*Excerpt provided*.

My husband and I gathered signatures on petitions over the Thanksgiving holiday. Given the future impact of the domestic benefits ordinance narrowly passed by the City Council, we felt it was important for all Chattanoogans to have an opportunity to be heard at the ballot box.
We have lived here for decades; we are both recently retired (TVA management and real estate brokerage).
I tell you this, because we are not ‘activists’ by any stretch. And, unlike many of those who’ve consistently commented on this in the paper, this is our home.
What I’m about to share is precisely what we experienced. We gathered hundreds of signatures over the four-day period; we were focused on the Northgate/Hixson area—council Districts 2 (Jerry Mitchell) and 3 (Ken Smith).
One day was spent going door to door, asking if folks wanted to sign. With only one exception, we were treated with respect and often thanked for our involvement. All the remaining days/hours were instances of holding signs and traffic driving to us.
The preponderance of comments was that we should all have an opportunity to vote on this. Without exception, there was not one single occasion where we heard any anti-homosexual comments from the public (Contrary to the opinions of the newspaper editorial staff. Thank goodness we have the Chattanoogan)
We were thrilled to see city policemen and firemen sign, expressing appreciation for our efforts. They shared example after example where their pensions and benefits had been cut due to lack of funds. The obvious question is…how is there money for this? And why did five council members consider this group more important than dedicated police and firefighters? Where they spend your money is a clear indication of their priorities.

*Dataset excerpt*.
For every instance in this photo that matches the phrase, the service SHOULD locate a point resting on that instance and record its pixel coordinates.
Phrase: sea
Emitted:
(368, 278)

*To-do list*.
a - According to the letter about gathering petition signatures, which area did the writer and spouse focus on?
b - Write out the part of the letter about gathering petition signatures starting with "What I’m about" and going on through "have the Chattanoogan)", replacing "door to door" with "house to house".

*Expected answers*.
a - The Northgate/Hixson area, council Districts 2 and 3.

b -
What I’m about to share is precisely what we experienced. We gathered hundreds of signatures over the four-day period; we were focused on the Northgate/Hixson area—council Districts 2 (Jerry Mitchell) and 3 (Ken Smith).
One day was spent going house to house, asking if folks wanted to sign. With only one exception, we were treated with respect and often thanked for our involvement. All the remaining days/hours were instances of holding signs and traffic driving to us.
The preponderance of comments was that we should all have an opportunity to vote on this. Without exception, there was not one single occasion where we heard any anti-homosexual comments from the public (Contrary to the opinions of the newspaper editorial staff. Thank goodness we have the Chattanoogan)